Stored items:
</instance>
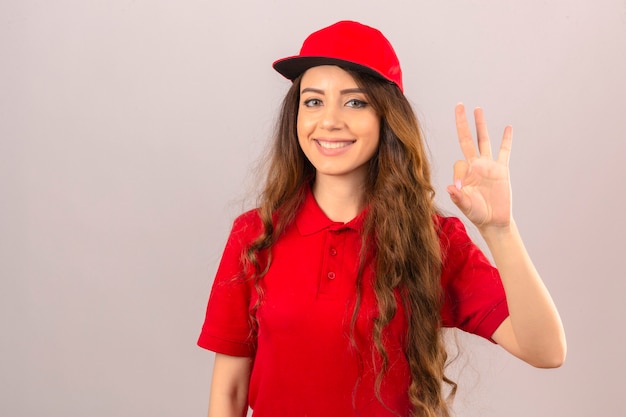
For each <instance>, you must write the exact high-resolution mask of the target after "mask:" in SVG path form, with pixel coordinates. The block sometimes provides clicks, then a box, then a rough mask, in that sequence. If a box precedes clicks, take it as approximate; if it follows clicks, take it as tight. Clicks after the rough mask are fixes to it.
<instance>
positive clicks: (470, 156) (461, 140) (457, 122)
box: [454, 103, 478, 161]
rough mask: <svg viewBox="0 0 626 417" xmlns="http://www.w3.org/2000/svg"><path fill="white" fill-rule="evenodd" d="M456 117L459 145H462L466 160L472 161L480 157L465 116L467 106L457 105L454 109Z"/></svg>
mask: <svg viewBox="0 0 626 417" xmlns="http://www.w3.org/2000/svg"><path fill="white" fill-rule="evenodd" d="M454 113H455V114H454V115H455V119H456V133H457V135H458V137H459V145H461V151H462V152H463V155H464V156H465V159H467V160H468V161H471V160H472V159H475V158H477V157H478V154H477V153H476V147H475V146H474V141H473V139H472V133H471V131H470V128H469V124H468V123H467V117H466V115H465V106H464V105H463V103H459V104H457V105H456V107H455V109H454Z"/></svg>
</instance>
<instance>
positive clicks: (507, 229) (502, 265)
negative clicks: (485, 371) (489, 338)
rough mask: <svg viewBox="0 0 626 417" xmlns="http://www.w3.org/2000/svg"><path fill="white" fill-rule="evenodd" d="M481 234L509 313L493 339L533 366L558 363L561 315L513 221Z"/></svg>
mask: <svg viewBox="0 0 626 417" xmlns="http://www.w3.org/2000/svg"><path fill="white" fill-rule="evenodd" d="M481 234H482V236H483V238H484V239H485V241H486V242H487V245H488V246H489V250H490V251H491V254H492V256H493V259H494V262H495V264H496V267H497V268H498V271H499V272H500V276H501V277H502V283H503V285H504V290H505V292H506V298H507V303H508V306H509V314H510V317H509V319H508V320H507V322H505V323H504V324H503V326H501V327H502V328H501V329H498V331H496V333H494V336H493V338H494V340H495V341H496V342H497V343H499V344H500V345H502V346H503V347H504V348H505V349H507V350H509V351H511V353H513V354H515V355H516V356H518V357H520V358H522V359H523V360H525V361H526V362H528V363H530V364H532V365H534V366H537V367H557V366H560V365H561V364H562V363H563V361H564V360H565V355H566V350H567V347H566V341H565V333H564V330H563V325H562V323H561V318H560V317H559V313H558V311H557V309H556V306H555V305H554V302H553V301H552V297H551V296H550V293H549V292H548V290H547V288H546V287H545V285H544V283H543V281H542V279H541V277H540V275H539V273H538V272H537V270H536V269H535V266H534V265H533V263H532V261H531V259H530V256H529V255H528V252H527V251H526V248H525V247H524V243H523V242H522V239H521V236H520V234H519V231H518V229H517V226H516V225H515V222H514V221H511V223H510V225H509V227H506V228H501V227H500V228H496V227H493V228H485V229H481Z"/></svg>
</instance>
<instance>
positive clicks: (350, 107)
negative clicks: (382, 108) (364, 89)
mask: <svg viewBox="0 0 626 417" xmlns="http://www.w3.org/2000/svg"><path fill="white" fill-rule="evenodd" d="M297 130H298V142H299V143H300V147H301V148H302V151H303V152H304V154H305V155H306V157H307V158H308V159H309V161H310V162H311V164H313V166H314V167H315V169H316V172H317V176H318V177H319V176H344V177H346V176H350V177H353V178H354V179H356V180H358V181H364V180H365V177H366V175H367V162H368V161H369V160H370V159H371V158H372V156H373V155H374V154H375V153H376V150H377V149H378V142H379V132H380V117H379V116H378V114H377V113H376V111H375V110H374V109H373V108H372V106H371V105H370V104H369V103H368V100H367V97H366V95H365V94H364V92H363V91H362V90H361V89H360V88H359V87H358V85H357V83H356V82H355V81H354V78H352V76H351V75H350V74H349V73H347V72H346V71H344V70H343V69H341V68H339V67H336V66H319V67H313V68H311V69H309V70H307V71H306V72H305V73H304V75H303V76H302V81H301V85H300V104H299V110H298V120H297Z"/></svg>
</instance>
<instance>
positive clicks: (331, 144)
mask: <svg viewBox="0 0 626 417" xmlns="http://www.w3.org/2000/svg"><path fill="white" fill-rule="evenodd" d="M315 141H316V142H317V144H318V145H320V146H321V147H322V148H324V149H339V148H345V147H346V146H349V145H352V144H353V143H354V142H356V141H354V140H350V141H333V142H328V141H324V140H317V139H316V140H315Z"/></svg>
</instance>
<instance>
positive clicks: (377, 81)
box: [244, 70, 456, 417]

### PROMPT:
Produce an exact copy of the records above, leaving out the pictures.

### FINISHED TASK:
</instance>
For each <instance>, you must write the exact high-resolution mask of the target after "mask:" in SVG path form, with pixel coordinates. The block sometimes provides clicks, then a box, then a rough mask, in that sequence. If a box precedes clicks, take it as approximate; if it follows clicks, take it as tight. Clicks after the rough mask are fixes to it.
<instance>
positive clicks: (470, 156) (461, 140) (457, 122)
box: [454, 103, 478, 161]
rough mask: <svg viewBox="0 0 626 417" xmlns="http://www.w3.org/2000/svg"><path fill="white" fill-rule="evenodd" d="M456 117L459 145H462L466 160L472 161L480 157L465 116L467 106L457 105L454 109Z"/></svg>
mask: <svg viewBox="0 0 626 417" xmlns="http://www.w3.org/2000/svg"><path fill="white" fill-rule="evenodd" d="M454 113H455V114H454V115H455V119H456V133H457V135H458V137H459V145H461V151H462V152H463V155H464V156H465V159H467V160H468V161H471V160H472V159H475V158H477V157H478V154H477V153H476V147H475V146H474V141H473V139H472V133H471V131H470V128H469V124H468V123H467V117H466V115H465V106H464V105H463V103H459V104H457V105H456V107H455V109H454Z"/></svg>
</instance>
<instance>
positive clicks: (507, 229) (502, 265)
negative clicks: (485, 371) (489, 338)
rough mask: <svg viewBox="0 0 626 417" xmlns="http://www.w3.org/2000/svg"><path fill="white" fill-rule="evenodd" d="M481 234L509 313L493 339L533 366L558 363L561 315L513 221Z"/></svg>
mask: <svg viewBox="0 0 626 417" xmlns="http://www.w3.org/2000/svg"><path fill="white" fill-rule="evenodd" d="M481 234H482V236H483V238H484V239H485V241H486V242H487V245H488V246H489V250H490V251H491V254H492V256H493V259H494V262H495V264H496V267H497V268H498V271H499V272H500V276H501V277H502V283H503V285H504V290H505V292H506V298H507V303H508V306H509V314H510V317H509V319H508V320H507V322H505V323H504V324H503V326H501V327H502V328H501V329H498V331H496V333H494V336H493V338H494V340H495V341H496V342H497V343H499V344H500V345H502V346H503V347H504V348H505V349H507V350H509V351H511V353H513V354H515V355H516V356H518V357H520V358H522V359H523V360H525V361H526V362H528V363H530V364H532V365H534V366H537V367H557V366H560V365H561V364H562V363H563V361H564V360H565V355H566V350H567V347H566V341H565V333H564V330H563V325H562V323H561V318H560V317H559V313H558V311H557V309H556V306H555V305H554V302H553V301H552V297H551V296H550V293H549V292H548V290H547V288H546V287H545V285H544V283H543V281H542V279H541V277H540V275H539V273H538V272H537V270H536V269H535V266H534V265H533V263H532V261H531V259H530V256H529V255H528V252H527V251H526V248H525V247H524V243H523V242H522V239H521V236H520V234H519V231H518V229H517V226H516V225H515V222H514V221H511V223H510V225H509V227H506V228H501V227H500V228H496V227H493V228H485V229H481Z"/></svg>
</instance>
<instance>
positive clicks: (350, 107)
negative clicks: (382, 108) (364, 89)
mask: <svg viewBox="0 0 626 417" xmlns="http://www.w3.org/2000/svg"><path fill="white" fill-rule="evenodd" d="M297 130H298V142H299V143H300V147H301V148H302V151H303V152H304V154H305V155H306V157H307V158H308V159H309V161H310V162H311V164H313V166H314V167H315V169H316V172H317V176H318V177H319V176H344V177H346V176H350V177H353V178H354V179H356V180H358V181H364V180H365V177H366V175H367V162H368V161H369V160H370V159H371V158H372V156H373V155H374V154H375V153H376V150H377V149H378V142H379V132H380V117H379V116H378V114H377V113H376V111H375V110H374V109H373V108H372V106H371V105H370V104H369V103H368V100H367V97H366V95H365V94H364V92H363V91H362V90H361V89H360V88H359V87H358V85H357V83H356V82H355V81H354V78H352V76H351V75H350V74H349V73H347V72H346V71H344V70H343V69H341V68H339V67H336V66H319V67H313V68H311V69H309V70H307V71H306V72H305V73H304V75H303V76H302V81H301V85H300V104H299V110H298V120H297Z"/></svg>
</instance>
<instance>
positive clicks: (331, 144)
mask: <svg viewBox="0 0 626 417" xmlns="http://www.w3.org/2000/svg"><path fill="white" fill-rule="evenodd" d="M315 141H316V142H317V144H318V145H320V146H321V147H322V148H324V149H339V148H345V147H346V146H349V145H352V144H353V143H354V142H356V141H354V140H350V141H333V142H328V141H324V140H317V139H316V140H315Z"/></svg>
</instance>
<instance>
positive clicks: (377, 81)
box: [244, 70, 456, 417]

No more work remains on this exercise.